Abraham Almonte (born June 27, 1989) is a Dominican professional baseball outfielder in the New York Mets organization. He has previously played in Major League Baseball (MLB) for the Seattle Mariners, Cleveland Indians, Kansas City Royals, Arizona Diamondbacks, San Diego Padres, Atlanta Braves, and Boston Red Sox.

The New York Yankees initially signed Almonte as a free agent. Before the 2013 season, he was traded to the Mariners for Shawn Kelley. Almonte was first called up to the major leagues at the end of August 2013.

Early life
Almonte was born in Santo Domingo, Dominican Republic. When he was 16, his professional career began with the New York Yankees, as they signed him and brought him to the United States to play baseball.

Career

New York Yankees
After being signed in 2005, was assigned to play in the Dominican Summer League (DSL) for the DSL Yankees. Almonte started his professional career as a second baseman, but was transitioned to outfield due to his speed and the organization's need for young outfielders. In 63 DSL games, he batted .254 with 26 runs batted in (RBIs), eight home runs, and a .409 on-base percentage (OBP), .450 slugging percentage (SLG), and a .859 on-base plus slugging (OPS). The following season in 2007, Almonte was promoted to the Yankees' Gulf Coast League team, where he excelled with a .288 batting average in 49 games. Over the next two seasons (2008-2009), Almonte played for the Charleston RiverDogs of the Class A South Atlantic League. In 2009, Almonte batted .288 with 56 RBIs in 115 games. In 2010, shortly after being promoted to the Tampa Yankees of the Class A-Advanced Florida State League, played only 15 games before undergoing surgery to repair a torn right labrum. He came back healthy in 2011 for Tampa, and reached a 34-game hit streak midseason. Almonte's performance earned him a promotion to the Trenton Thunder of the Double-A Eastern League. In 78 games, he batted .276 with four home runs and 25 RBIs.

Seattle Mariners

On February 13, 2013, the Yankees traded Almonte to the Seattle Mariners for relief pitcher Shawn Kelley. Once becoming a Mariner, Almonte was first sent to the Jackson Generals of the Class AA Southern League. While there, he hit .255 with 18 RBIs and 4 home runs in 29 games before impressing the organization enough to be called up to Triple-A with the Tacoma Rainiers. Almonte spent the majority of the 2013 campaign with the Tacoma Rainers, playing in 94 games and batting .314 with 50 RBIs, 11 home runs, and a. 403 OBP, .491 SLG and an .894 OPS. These numbers were good enough to give Almonte a shot at the MLB level, as he was called up on August 30, 2013, and made his debut for the Seattle Mariners against the Houston Astros on the road in Houston, Texas. On September 9, Almonte hit his first major league home run against Astros' relief pitcher Chia Jen Lo.

* **Required action**:
In the text about Abraham Almonte, which team did he play against in his major league debut?

* **Records shown**:
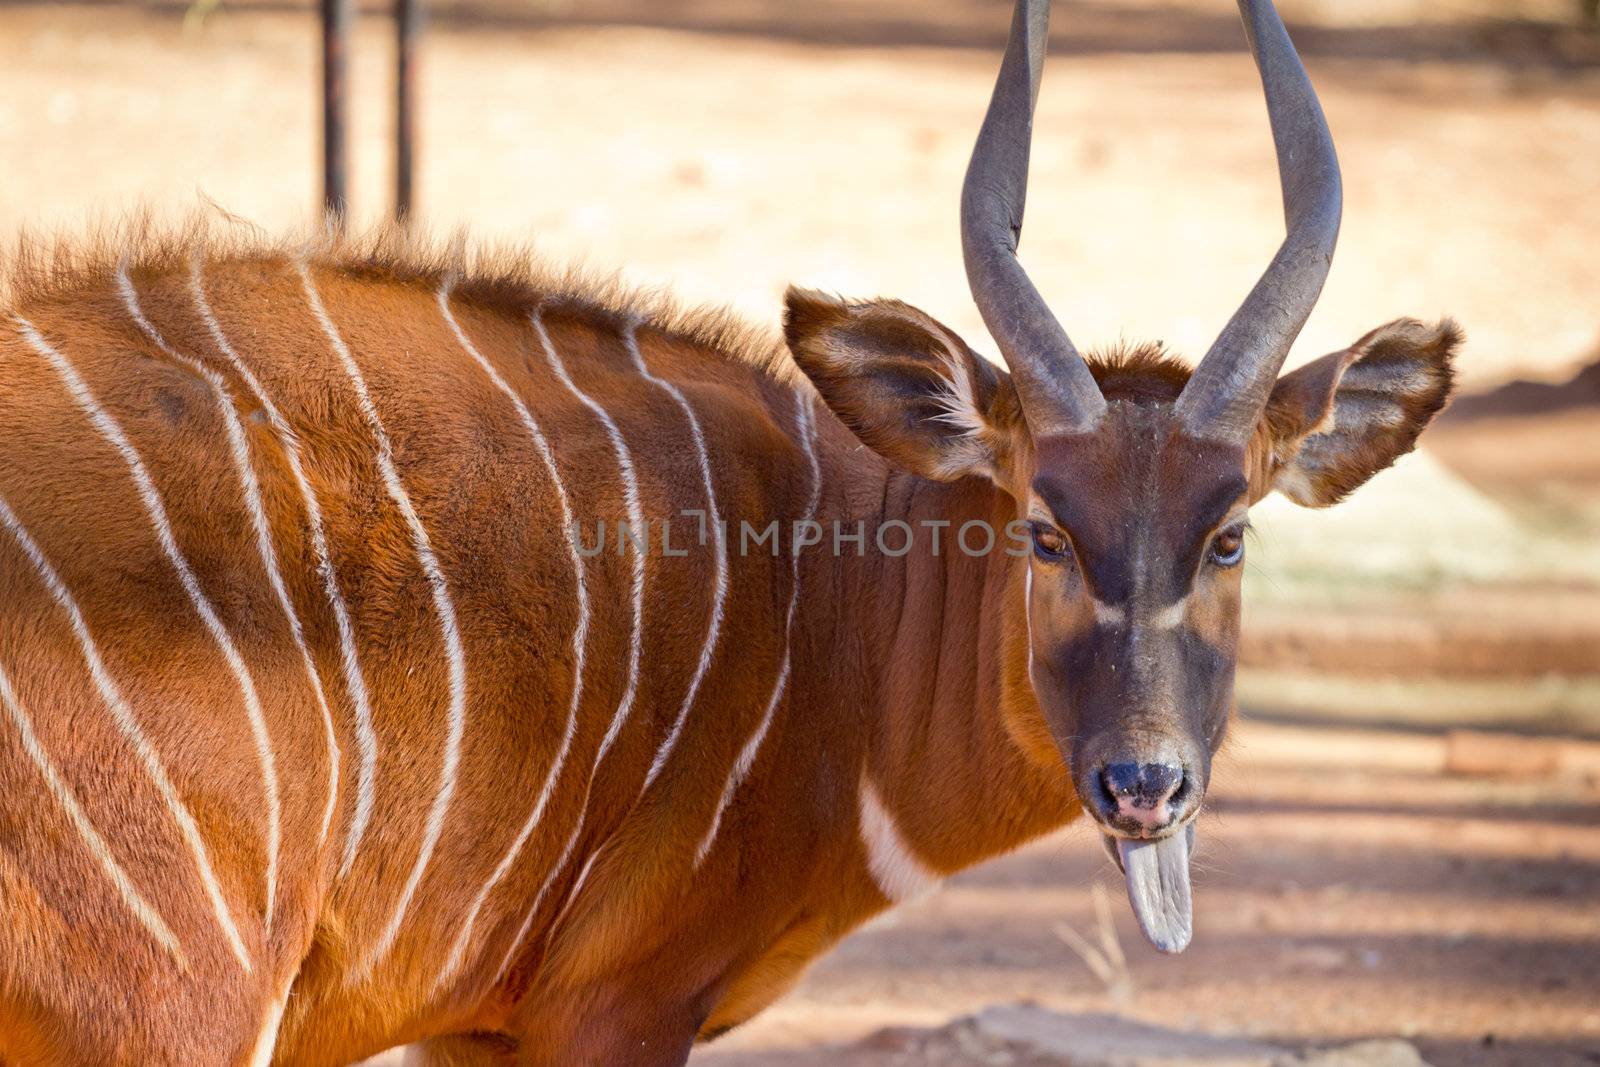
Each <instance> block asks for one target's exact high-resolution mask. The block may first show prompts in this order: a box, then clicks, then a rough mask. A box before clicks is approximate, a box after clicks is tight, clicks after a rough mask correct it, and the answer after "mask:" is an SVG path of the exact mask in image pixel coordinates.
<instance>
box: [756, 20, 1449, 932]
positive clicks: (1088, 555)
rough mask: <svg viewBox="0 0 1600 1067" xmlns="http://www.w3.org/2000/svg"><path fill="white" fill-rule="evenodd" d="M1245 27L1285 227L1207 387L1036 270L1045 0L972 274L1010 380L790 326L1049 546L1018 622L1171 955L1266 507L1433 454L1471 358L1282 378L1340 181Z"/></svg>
mask: <svg viewBox="0 0 1600 1067" xmlns="http://www.w3.org/2000/svg"><path fill="white" fill-rule="evenodd" d="M1240 11H1242V13H1243V16H1245V26H1246V37H1248V40H1250V45H1251V48H1253V51H1254V54H1256V61H1258V66H1259V67H1261V72H1262V86H1264V90H1266V96H1267V106H1269V109H1267V110H1269V115H1270V118H1272V125H1274V139H1275V141H1277V147H1278V168H1280V178H1282V182H1283V190H1285V214H1286V219H1288V235H1286V238H1285V242H1283V246H1282V248H1280V250H1278V254H1277V256H1275V258H1274V261H1272V262H1270V266H1269V267H1267V270H1266V274H1264V275H1262V278H1261V282H1259V283H1258V285H1256V288H1254V290H1253V291H1251V293H1250V296H1248V298H1246V301H1245V304H1243V306H1242V307H1240V309H1238V310H1237V312H1235V314H1234V317H1232V318H1230V320H1229V323H1227V326H1226V328H1224V330H1222V333H1221V336H1219V338H1218V339H1216V342H1214V344H1213V346H1211V350H1210V352H1208V354H1206V357H1205V358H1203V360H1202V362H1200V363H1198V366H1195V370H1194V371H1192V373H1190V371H1189V370H1187V366H1184V365H1181V363H1176V362H1174V360H1170V358H1166V357H1165V355H1162V354H1160V352H1158V350H1154V349H1141V350H1134V352H1131V354H1122V355H1118V357H1112V358H1107V360H1085V358H1082V357H1080V355H1078V352H1077V349H1075V347H1074V346H1072V341H1070V339H1069V338H1067V334H1066V331H1064V330H1062V328H1061V325H1059V323H1058V322H1056V318H1054V317H1053V315H1051V312H1050V309H1048V307H1046V306H1045V304H1043V301H1042V299H1040V296H1038V293H1037V291H1035V290H1034V286H1032V283H1030V282H1029V278H1027V275H1026V274H1024V272H1022V267H1021V264H1019V262H1018V259H1016V242H1018V235H1019V232H1021V218H1022V200H1024V194H1026V186H1027V134H1029V130H1030V122H1032V102H1034V99H1035V98H1037V88H1038V74H1040V69H1042V64H1043V53H1045V37H1046V32H1045V22H1046V16H1048V0H1019V2H1018V8H1016V16H1014V18H1013V22H1011V42H1010V46H1008V50H1006V58H1005V62H1003V64H1002V69H1000V78H998V82H997V85H995V93H994V99H992V101H990V106H989V114H987V118H986V120H984V126H982V131H981V133H979V138H978V146H976V149H974V152H973V162H971V166H970V170H968V176H966V186H965V189H963V195H962V238H963V251H965V258H966V274H968V280H970V283H971V288H973V298H974V301H976V302H978V307H979V310H981V312H982V315H984V322H986V323H987V326H989V330H990V333H992V334H994V338H995V342H997V344H998V347H1000V352H1002V355H1003V357H1005V362H1006V365H1008V368H1010V374H1006V373H1003V371H1000V370H998V368H995V366H994V365H990V363H989V362H986V360H982V358H979V357H978V355H974V354H973V350H971V349H970V347H968V346H966V344H965V342H963V341H962V339H960V338H957V336H955V334H954V333H952V331H950V330H947V328H946V326H942V325H939V323H938V322H934V320H933V318H930V317H928V315H925V314H923V312H920V310H917V309H914V307H909V306H906V304H901V302H896V301H870V302H858V304H851V302H843V301H837V299H832V298H827V296H822V294H816V293H806V291H798V290H790V293H789V301H787V304H789V306H787V318H786V333H787V339H789V346H790V349H792V350H794V354H795V358H797V362H798V363H800V366H802V368H803V370H805V373H806V374H808V376H810V378H811V381H813V382H814V384H816V387H818V390H819V392H821V394H822V397H824V400H826V402H827V403H829V406H830V408H832V410H834V413H835V414H838V418H840V419H842V421H843V422H845V424H846V426H850V427H851V429H853V430H854V432H856V434H858V435H859V437H861V440H862V442H866V443H867V445H869V446H872V448H874V450H877V451H878V453H880V454H883V456H885V458H886V459H890V461H891V462H894V464H898V466H901V467H904V469H907V470H912V472H917V474H922V475H925V477H930V478H944V480H950V478H960V477H986V478H989V480H992V482H994V483H995V485H997V486H1000V488H1002V490H1003V491H1005V493H1008V494H1010V496H1011V498H1013V501H1014V504H1016V512H1018V515H1019V517H1021V518H1022V520H1024V522H1026V523H1027V530H1029V534H1030V541H1032V557H1030V558H1027V561H1026V568H1027V571H1026V576H1024V581H1022V582H1021V587H1022V590H1024V593H1022V595H1021V597H1019V598H1018V600H1019V601H1018V603H1016V605H1014V611H1018V614H1019V616H1021V622H1022V624H1024V625H1026V635H1027V637H1026V643H1027V654H1029V670H1027V673H1029V680H1030V685H1032V688H1034V694H1035V696H1037V701H1038V707H1040V709H1042V712H1043V715H1045V718H1046V720H1048V725H1050V729H1051V733H1053V736H1054V739H1056V744H1058V747H1059V749H1061V755H1062V760H1064V763H1066V768H1067V773H1069V774H1070V779H1072V785H1074V789H1075V790H1077V793H1078V798H1080V800H1082V803H1083V808H1085V811H1088V813H1090V814H1091V816H1093V817H1094V819H1096V821H1098V822H1099V827H1101V830H1102V832H1104V835H1106V840H1107V845H1109V846H1110V849H1112V854H1114V856H1115V857H1117V862H1118V865H1122V869H1123V872H1125V873H1126V878H1128V896H1130V901H1131V902H1133V907H1134V912H1136V915H1138V918H1139V923H1141V926H1142V929H1144V933H1146V936H1147V937H1149V939H1150V941H1152V942H1154V944H1155V945H1157V947H1158V949H1163V950H1168V952H1178V950H1181V949H1182V947H1184V945H1186V944H1187V942H1189V937H1190V928H1192V923H1190V894H1189V848H1190V841H1192V837H1194V817H1195V814H1197V813H1198V811H1200V805H1202V801H1203V797H1205V790H1206V782H1208V776H1210V769H1211V757H1213V755H1214V752H1216V750H1218V747H1219V744H1221V741H1222V734H1224V729H1226V725H1227V718H1229V713H1230V710H1232V705H1234V665H1235V657H1237V648H1238V622H1240V565H1242V561H1243V555H1245V531H1246V526H1248V512H1250V506H1251V504H1254V502H1256V501H1258V499H1261V498H1262V496H1264V494H1267V493H1270V491H1278V493H1283V494H1286V496H1288V498H1291V499H1293V501H1294V502H1298V504H1302V506H1309V507H1322V506H1328V504H1334V502H1338V501H1339V499H1341V498H1342V496H1344V494H1347V493H1349V491H1350V490H1354V488H1357V486H1358V485H1362V483H1363V482H1366V480H1368V478H1370V477H1371V475H1373V474H1376V472H1378V470H1381V469H1384V467H1387V466H1389V464H1392V462H1394V461H1395V458H1398V456H1400V454H1403V453H1406V451H1410V450H1411V448H1413V445H1414V443H1416V438H1418V435H1419V434H1421V432H1422V429H1424V427H1426V426H1427V422H1429V421H1430V419H1432V416H1434V414H1435V413H1437V411H1438V410H1440V408H1442V406H1443V403H1445V400H1446V397H1448V394H1450V384H1451V357H1453V350H1454V347H1456V344H1458V342H1459V331H1458V330H1456V328H1454V325H1453V323H1450V322H1448V320H1446V322H1443V323H1440V325H1438V326H1434V328H1427V326H1422V325H1421V323H1418V322H1414V320H1397V322H1394V323H1389V325H1387V326H1382V328H1379V330H1374V331H1373V333H1370V334H1366V336H1365V338H1362V339H1360V341H1357V342H1355V344H1354V346H1350V347H1349V349H1344V350H1341V352H1334V354H1331V355H1325V357H1322V358H1320V360H1315V362H1312V363H1307V365H1306V366H1302V368H1301V370H1298V371H1294V373H1291V374H1286V376H1283V378H1280V376H1278V368H1280V366H1282V365H1283V362H1285V357H1286V355H1288V349H1290V346H1291V342H1293V341H1294V338H1296V336H1298V333H1299V330H1301V326H1302V325H1304V322H1306V318H1307V315H1309V314H1310V310H1312V306H1314V304H1315V299H1317V296H1318V294H1320V291H1322V283H1323V280H1325V278H1326V272H1328V266H1330V264H1331V259H1333V246H1334V238H1336V237H1338V229H1339V211H1341V194H1339V168H1338V160H1336V157H1334V150H1333V141H1331V138H1330V134H1328V128H1326V123H1325V122H1323V117H1322V110H1320V107H1318V104H1317V98H1315V93H1314V91H1312V86H1310V82H1309V80H1307V78H1306V72H1304V69H1302V67H1301V64H1299V58H1298V56H1296V54H1294V50H1293V45H1291V43H1290V40H1288V35H1286V32H1285V30H1283V24H1282V22H1280V21H1278V16H1277V13H1275V11H1274V8H1272V5H1270V2H1269V0H1240ZM952 518H954V517H952Z"/></svg>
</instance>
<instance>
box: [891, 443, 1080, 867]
mask: <svg viewBox="0 0 1600 1067" xmlns="http://www.w3.org/2000/svg"><path fill="white" fill-rule="evenodd" d="M1014 518H1016V510H1014V504H1013V502H1011V499H1010V498H1008V496H1006V494H1005V493H1000V491H998V490H995V488H992V486H989V485H987V483H982V482H978V480H976V478H966V480H963V482H960V483H936V482H928V480H923V478H917V477H912V475H901V474H891V475H890V477H888V485H886V491H885V494H883V515H882V517H880V522H885V523H890V522H893V520H899V522H902V523H906V525H907V526H909V528H910V530H912V531H915V547H914V550H910V552H907V553H904V555H901V557H885V555H878V557H877V560H875V568H872V569H874V571H875V573H872V574H870V576H869V579H870V582H872V590H870V603H872V608H870V609H869V611H867V616H869V617H867V630H866V638H867V643H869V648H870V664H872V670H874V675H875V677H874V685H872V686H870V693H872V694H874V705H872V707H870V709H869V713H870V725H869V741H867V760H866V776H864V779H866V781H864V784H862V811H864V817H862V837H864V843H866V846H867V851H869V861H870V859H872V851H874V846H875V840H874V838H875V835H880V833H890V835H898V841H896V843H894V845H896V846H902V848H904V849H906V851H907V853H909V861H910V862H914V864H920V867H922V870H925V872H926V873H930V875H934V877H938V875H949V873H954V872H957V870H960V869H963V867H970V865H971V864H976V862H979V861H982V859H987V857H990V856H995V854H1000V853H1005V851H1010V849H1013V848H1016V846H1019V845H1022V843H1026V841H1029V840H1032V838H1035V837H1038V835H1042V833H1048V832H1050V830H1053V829H1056V827H1059V825H1062V824H1064V822H1066V821H1067V819H1070V817H1072V816H1074V814H1075V811H1077V808H1075V800H1074V793H1072V789H1070V785H1069V782H1067V774H1066V769H1064V766H1062V761H1061V755H1059V752H1058V750H1056V747H1054V742H1053V741H1051V737H1050V733H1048V728H1046V726H1045V721H1043V717H1042V713H1040V709H1038V704H1037V701H1035V699H1034V693H1032V688H1030V685H1029V681H1027V619H1026V614H1024V611H1026V606H1024V605H1026V592H1024V582H1026V571H1027V558H1026V557H1022V555H1019V552H1021V549H1022V545H1019V542H1018V541H1016V539H1013V537H1010V536H1008V533H1006V526H1008V523H1011V522H1013V520H1014ZM966 523H982V525H973V526H970V528H968V531H966V536H965V537H962V528H963V525H966ZM986 528H987V530H992V531H994V542H992V545H989V544H987V542H989V534H987V533H986ZM898 530H899V528H896V531H898ZM934 533H938V534H941V536H939V544H938V552H934V545H933V534H934ZM886 539H888V541H890V542H891V544H898V541H894V537H893V533H891V534H890V536H888V537H886ZM986 547H987V550H984V549H986ZM874 801H877V803H878V805H880V809H878V811H874V809H872V808H874ZM875 873H877V872H875ZM878 881H880V885H882V881H883V877H880V878H878ZM894 888H896V886H893V885H891V886H888V889H890V891H886V893H885V896H890V897H891V899H894V897H896V893H894V891H893V889H894Z"/></svg>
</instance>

* **Written reply**:
The Houston Astros.